[Requirements] Swap every "one point" in the records below for "a single point" and write all the records out again with nothing else changed.

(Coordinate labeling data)

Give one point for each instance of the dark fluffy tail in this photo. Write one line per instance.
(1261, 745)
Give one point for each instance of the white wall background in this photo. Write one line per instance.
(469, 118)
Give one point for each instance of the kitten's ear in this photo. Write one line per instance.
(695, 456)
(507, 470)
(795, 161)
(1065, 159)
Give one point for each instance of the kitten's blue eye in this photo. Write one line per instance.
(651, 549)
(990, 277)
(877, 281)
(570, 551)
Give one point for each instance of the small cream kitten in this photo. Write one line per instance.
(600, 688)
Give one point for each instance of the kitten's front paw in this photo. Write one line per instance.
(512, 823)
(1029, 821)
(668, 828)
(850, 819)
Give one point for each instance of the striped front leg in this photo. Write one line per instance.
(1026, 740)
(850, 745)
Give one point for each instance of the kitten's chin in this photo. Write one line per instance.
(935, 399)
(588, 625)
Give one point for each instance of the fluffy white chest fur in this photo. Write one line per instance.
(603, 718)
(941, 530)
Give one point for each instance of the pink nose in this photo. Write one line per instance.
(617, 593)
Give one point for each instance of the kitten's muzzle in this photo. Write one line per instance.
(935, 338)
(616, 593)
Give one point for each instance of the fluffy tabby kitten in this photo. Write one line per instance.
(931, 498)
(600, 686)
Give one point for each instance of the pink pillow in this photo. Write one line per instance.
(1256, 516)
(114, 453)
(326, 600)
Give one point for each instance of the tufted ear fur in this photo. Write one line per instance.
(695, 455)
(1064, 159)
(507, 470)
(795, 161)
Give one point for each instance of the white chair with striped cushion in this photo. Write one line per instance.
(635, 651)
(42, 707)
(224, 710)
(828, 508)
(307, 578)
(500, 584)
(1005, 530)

[Full output]
Give a single point for each instance of the dark fluffy tail in this photo. Write one line per instance.
(1261, 745)
Give a single point for each instance of the white wall background in this photo. Write one line per instance.
(469, 118)
Give a single point for each instance of the kitten's ear in this photo. Write one line per instance.
(695, 456)
(507, 470)
(795, 161)
(1065, 159)
Give a single point for each instance of the kitten's blue eye in this photo. Write one line per instance.
(651, 549)
(990, 277)
(877, 281)
(570, 551)
Give a single point for each instance of the small cream kitten in this photo. Write one line per instance.
(600, 688)
Give a single point for each instance of the kitten's front paw in this photo. Write one line per instance.
(512, 823)
(1029, 821)
(668, 828)
(850, 819)
Give a single point for each instance of the striped front leg in this photo. Write one line per instance.
(1026, 740)
(850, 745)
Give a single point for each instance of the kitten's chin in this photo. Write one line per instance.
(935, 399)
(588, 625)
Give a single point for each instance of the fluffy white chest fur in this photo. Write one line per instance.
(603, 718)
(941, 530)
Give a single point for each instance of the pink nose in this photo. Write one line per instance.
(617, 593)
Give a single point for each instance of the kitten's muzzle in this photo. Write one line per instance.
(935, 338)
(616, 593)
Give a single point for each instance of the fluffy tabby kitten in this photo. Write one line per instance.
(931, 498)
(600, 686)
Give a single point for each instance of the pink pillow in this photo. Write one line per instance.
(1256, 516)
(114, 453)
(326, 600)
Give a single point for each instance of the tufted ear fur in this photo. Write one line per instance.
(695, 455)
(1064, 159)
(507, 470)
(795, 161)
Give a single point for each instance of the white chair with striped cushion in this photo. Write one line per instance.
(635, 651)
(42, 707)
(224, 710)
(828, 508)
(307, 578)
(500, 584)
(1005, 530)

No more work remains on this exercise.